* start Records shown *

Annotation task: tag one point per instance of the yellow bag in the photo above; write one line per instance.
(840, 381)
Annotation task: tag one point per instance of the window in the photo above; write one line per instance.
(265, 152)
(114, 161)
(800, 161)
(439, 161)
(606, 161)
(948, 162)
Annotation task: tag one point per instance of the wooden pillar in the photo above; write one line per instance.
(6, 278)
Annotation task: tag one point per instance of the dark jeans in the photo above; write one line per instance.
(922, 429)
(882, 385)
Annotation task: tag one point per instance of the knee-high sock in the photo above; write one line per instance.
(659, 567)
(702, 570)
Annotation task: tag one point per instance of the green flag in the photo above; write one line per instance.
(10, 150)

* end Records shown *
* start Records shown *

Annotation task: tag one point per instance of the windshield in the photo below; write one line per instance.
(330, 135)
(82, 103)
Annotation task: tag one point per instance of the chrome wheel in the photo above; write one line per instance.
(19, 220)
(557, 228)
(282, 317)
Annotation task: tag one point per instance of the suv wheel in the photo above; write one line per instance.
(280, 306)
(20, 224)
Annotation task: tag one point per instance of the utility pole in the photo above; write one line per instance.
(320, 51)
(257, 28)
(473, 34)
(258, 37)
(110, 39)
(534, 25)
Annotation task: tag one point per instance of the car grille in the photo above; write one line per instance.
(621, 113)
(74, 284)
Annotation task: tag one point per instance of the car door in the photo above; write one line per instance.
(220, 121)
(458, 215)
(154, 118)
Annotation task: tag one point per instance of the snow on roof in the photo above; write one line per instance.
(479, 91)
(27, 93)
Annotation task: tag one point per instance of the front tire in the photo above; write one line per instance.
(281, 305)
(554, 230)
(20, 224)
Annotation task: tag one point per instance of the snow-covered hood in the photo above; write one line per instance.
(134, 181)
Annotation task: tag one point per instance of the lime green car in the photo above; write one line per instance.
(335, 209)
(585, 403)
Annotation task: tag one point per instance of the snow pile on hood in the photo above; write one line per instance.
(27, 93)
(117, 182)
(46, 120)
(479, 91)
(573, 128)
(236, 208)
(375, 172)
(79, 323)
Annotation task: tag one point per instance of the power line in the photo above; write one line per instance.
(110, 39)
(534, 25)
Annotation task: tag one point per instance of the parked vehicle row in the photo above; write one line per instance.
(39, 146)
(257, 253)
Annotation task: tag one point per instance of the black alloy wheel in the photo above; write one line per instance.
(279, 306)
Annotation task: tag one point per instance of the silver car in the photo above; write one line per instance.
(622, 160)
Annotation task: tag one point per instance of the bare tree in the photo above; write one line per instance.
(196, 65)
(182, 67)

* end Records shown *
* start Records shown *

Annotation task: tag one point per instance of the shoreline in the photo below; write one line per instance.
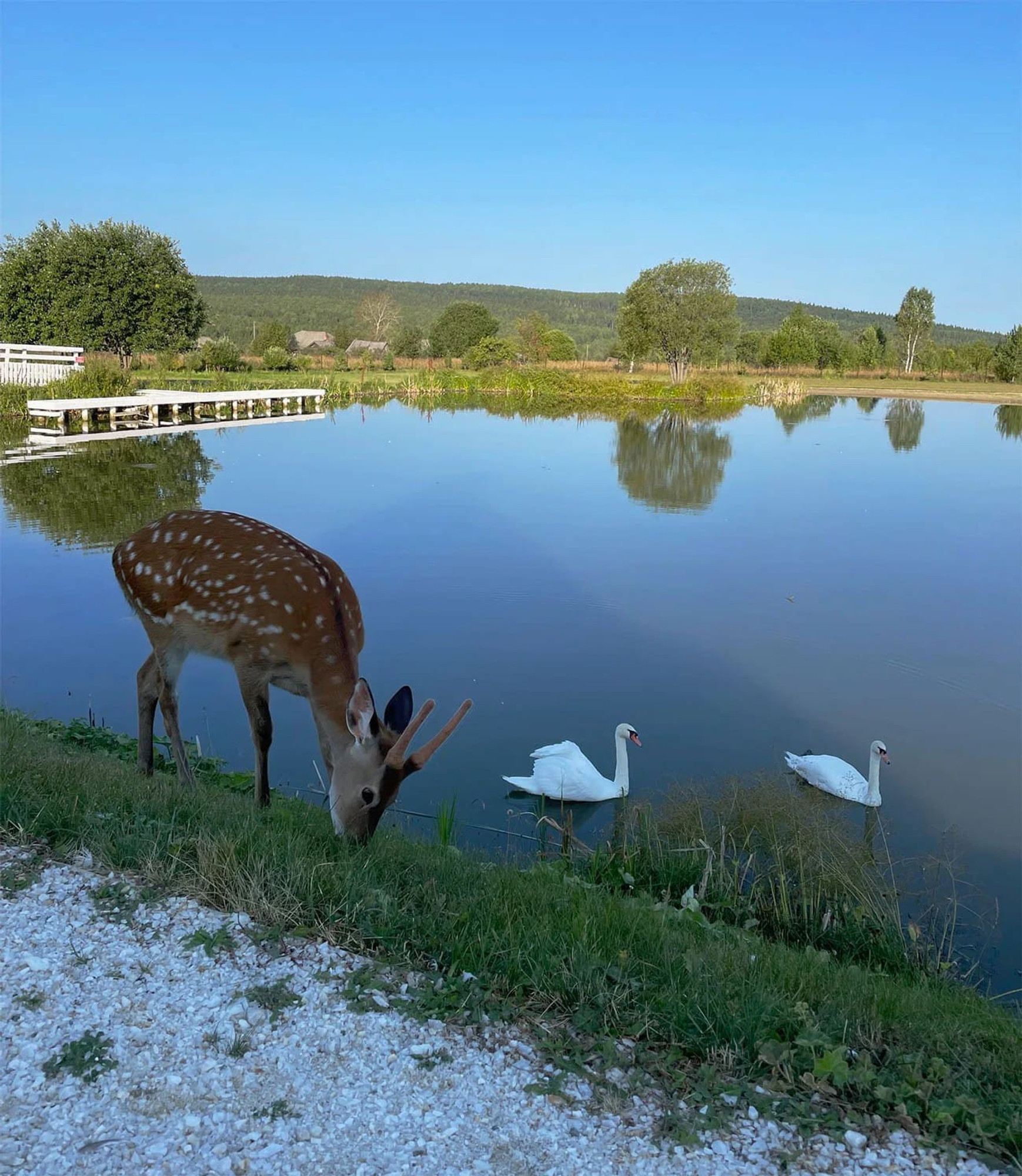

* end Records shown *

> [Task statement]: Gather every line of the listing above that contains the word "below" and copy each of those lines in full.

> [Correct response]:
Annotation task: tag one point per instance of the windshield in the photo below; write one line per instance.
Annotation task: tag one point per instance of the shoreline in the photo below; write one line per instance.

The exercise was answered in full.